● **ABOUT THIS TASK**
Where in the data does the word "instance" appear? Find those lines and copy them.
● ● ●
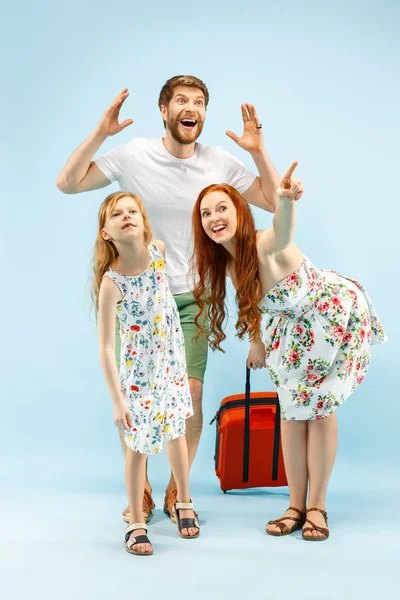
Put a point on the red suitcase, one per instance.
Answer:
(248, 450)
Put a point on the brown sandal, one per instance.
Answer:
(285, 530)
(314, 527)
(148, 507)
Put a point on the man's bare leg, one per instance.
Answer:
(147, 509)
(194, 426)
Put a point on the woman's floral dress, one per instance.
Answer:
(153, 374)
(320, 329)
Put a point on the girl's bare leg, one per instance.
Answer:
(321, 454)
(294, 446)
(135, 468)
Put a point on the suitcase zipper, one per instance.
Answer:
(241, 404)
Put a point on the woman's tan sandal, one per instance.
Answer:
(187, 523)
(131, 541)
(314, 527)
(298, 523)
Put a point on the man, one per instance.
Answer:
(168, 175)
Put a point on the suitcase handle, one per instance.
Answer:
(246, 444)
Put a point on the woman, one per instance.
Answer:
(320, 328)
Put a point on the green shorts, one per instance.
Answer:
(195, 350)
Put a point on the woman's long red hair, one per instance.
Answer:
(209, 269)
● ● ●
● **ANSWER BELOW**
Put a point on the red suitcase, one per instance.
Put a point on the brown sandal, one per instance.
Put a point on the man's bare leg, one per instance.
Put a point on the woman's floral dress, one per instance.
Put a point on the girl's bare leg, one per instance.
Put a point on the suitcase zipper, one per instance.
Put a point on the woman's tan sandal, one per instance.
Put a point on the man, one per instance.
Put a point on the suitcase handle, one per instance.
Put a point on the woman, one per instance.
Put a point on the green shorts, one per instance.
Put a point on the woman's long red hair, one per instance.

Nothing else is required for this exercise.